Transcribe the records below exactly as they appear, omitting any pictures.

Referring expression pointing data
>>
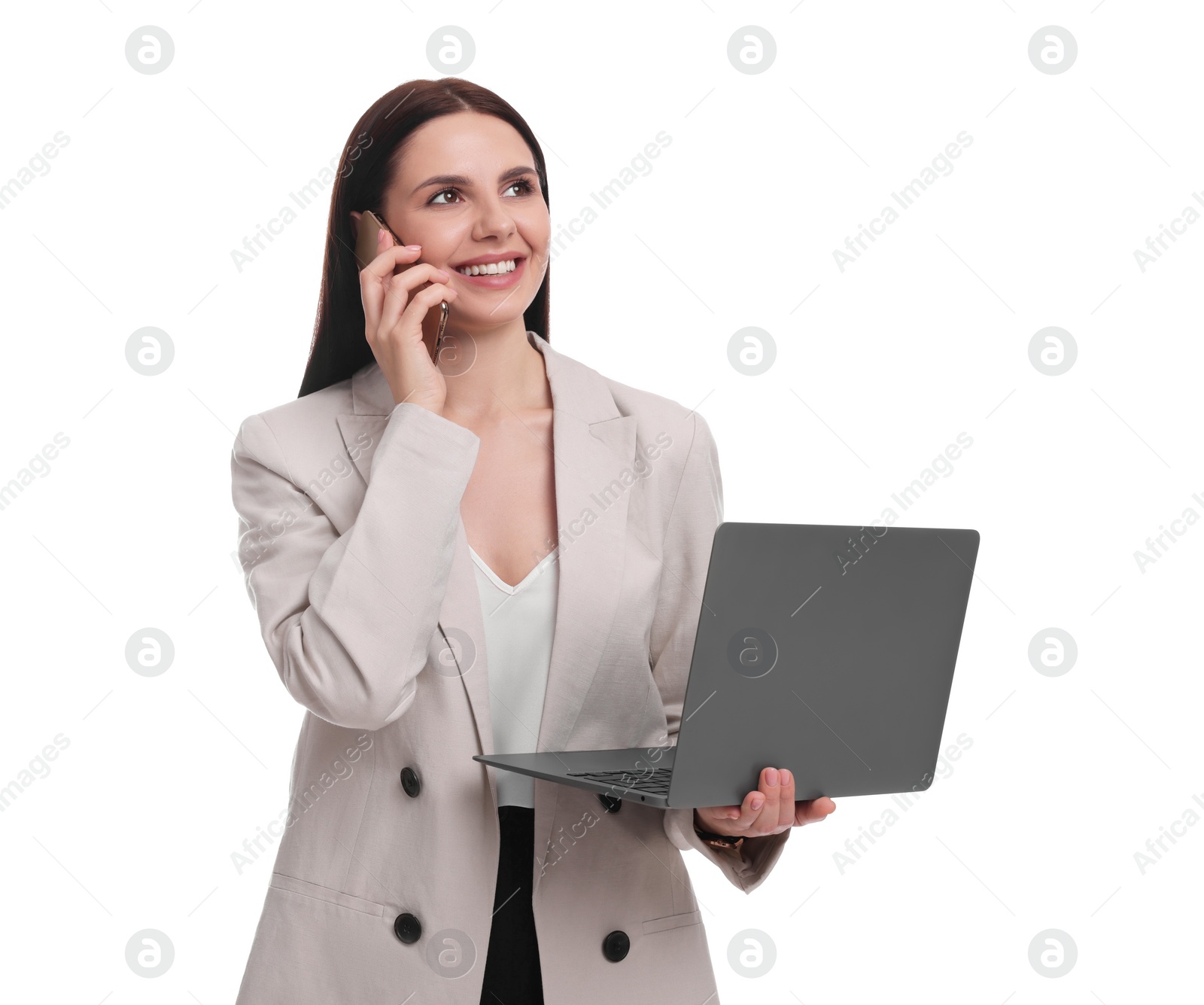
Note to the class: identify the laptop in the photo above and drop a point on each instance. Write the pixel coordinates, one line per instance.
(820, 648)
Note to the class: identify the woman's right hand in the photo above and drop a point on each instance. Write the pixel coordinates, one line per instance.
(394, 317)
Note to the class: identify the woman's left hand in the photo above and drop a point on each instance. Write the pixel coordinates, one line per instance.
(770, 809)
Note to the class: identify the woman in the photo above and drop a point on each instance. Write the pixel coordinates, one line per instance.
(417, 519)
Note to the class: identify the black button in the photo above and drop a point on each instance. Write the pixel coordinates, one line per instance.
(409, 929)
(409, 781)
(616, 945)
<<
** SOLUTION TO THIS EXERCISE **
Note to the class: identify the laptop in the photo above and drop a point on each instance. Write the pixel coordinates, one line per instance.
(820, 648)
Note to the class: identify the woman's right hand in the photo above and drop a point on each instance. Write the pixel coordinates, one line per instance.
(394, 317)
Note to the class: identify the woman's left hand in the photo above and drop a point on each instance. Write the pixel coordinates, one line per instance.
(770, 809)
Note to the class: identify the woman in the photo above and drop a point on each instance. Write the pixel coordinates, one line per instance.
(417, 519)
Note to the class: identify the black button in the photo above and drop a point on each instance. Write the pixel coordinates, one line per instance.
(409, 929)
(409, 781)
(616, 945)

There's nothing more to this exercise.